[Texto de apoio]:
Na gravação de pouco menos de 40 segundos, o presidente ucraniano aparece usando terno e gravata, e com uma arma em cada mão. Em seguida, ele atira nas pessoas que estão dentro de uma sala que imita o Parlamento ucraniano.
Conteúdo semelhante circula em espanhol e inglês.
A sequência foi compartilhada em 24 de fevereiro de 2022, data em que a Rússia deu início à invasão do território ucraniano, após semanas de tensões e envio de milhares de soldados para a fronteira com o país.
Uma busca reversa pelas cenas do vídeo na ferramenta Yandex levou a um trailer do filme “Servant of the People 2”, (“Servo do povo 2”, em tradução livre para o português), publicado em 1º de novembro de 2016 no YouTube.
Lançado naquele ano, o filme foi estrelado por Zelensky, que antes de assumir a presidência da Ucrânia participou de diversas produções e era conhecido no país como comediante e ator.
O trailer do longa-metragem exibe a mesma cena que viralizou nas redes sociais em 2022 fora de seu contexto. Na produção cinematográfica, o ator interpretou o presidente da Ucrânia atirando em políticos do país no Parlamento. O filme completo está disponível no YouTube desde 2017.
O filme “Servant of the People 2” teve origem na série de televisão homônima, transmitida entre 2015 e 2019 pela produtora ucraniana Kvartal 95, fundada por Zelensky em 2003. No longa, o atual presidente interpretou um professor que inesperadamente se torna o presidente da Ucrânia.
Sem registro do vídeo com fins eleitorais
A campanha presidencial de Zelensky, que foi eleito em 21 de abril de 2019, ocorreu três anos após a estreia do filme "Servo do povo 2".
De acordo com o noticiário da época, Zelensky evitou discursar durante a sua candidatura e se esquivou do contato com eleitores, limitando-se apenas a divulgar monólogos produzidos pela Kvartal 95 e transmitidos nas redes sociais.

[Dados de entrada]:
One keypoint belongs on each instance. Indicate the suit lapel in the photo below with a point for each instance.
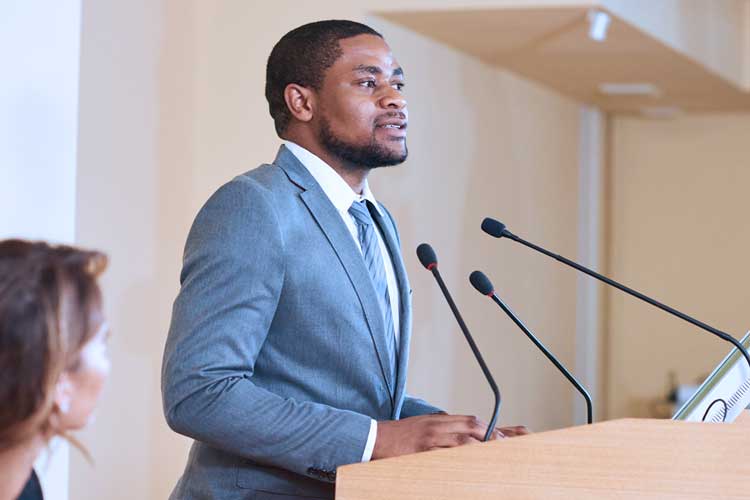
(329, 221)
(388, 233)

--

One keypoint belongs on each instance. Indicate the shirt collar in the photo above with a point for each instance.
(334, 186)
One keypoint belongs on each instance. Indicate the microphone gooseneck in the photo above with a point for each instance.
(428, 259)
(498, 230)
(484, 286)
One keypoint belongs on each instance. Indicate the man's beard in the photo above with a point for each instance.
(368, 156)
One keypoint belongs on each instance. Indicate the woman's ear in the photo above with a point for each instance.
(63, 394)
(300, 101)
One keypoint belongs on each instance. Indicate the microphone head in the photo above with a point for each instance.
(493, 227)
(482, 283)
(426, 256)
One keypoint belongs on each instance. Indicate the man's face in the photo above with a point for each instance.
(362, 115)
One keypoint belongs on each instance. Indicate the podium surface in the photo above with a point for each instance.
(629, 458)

[Atividades propostas]:
- A) Transcreva, do texto sobre o vídeo de Zelensky, o trecho que vai de "Conteúdo semelhante circula" até "2016 no YouTube.".
- B) Relacione todas as datas completas, com dia, mês e ano, mencionadas no texto sobre o vídeo de Zelensky.

[Respostas esperadas]:
- A)
Conteúdo semelhante circula em espanhol e inglês.
A sequência foi compartilhada em 24 de fevereiro de 2022, data em que a Rússia deu início à invasão do território ucraniano, após semanas de tensões e envio de milhares de soldados para a fronteira com o país.
Uma busca reversa pelas cenas do vídeo na ferramenta Yandex levou a um trailer do filme “Servant of the People 2”, (“Servo do povo 2”, em tradução livre para o português), publicado em 1º de novembro de 2016 no YouTube.

- B)
- 24 de fevereiro de 2022
- 1º de novembro de 2016
- 21 de abril de 2019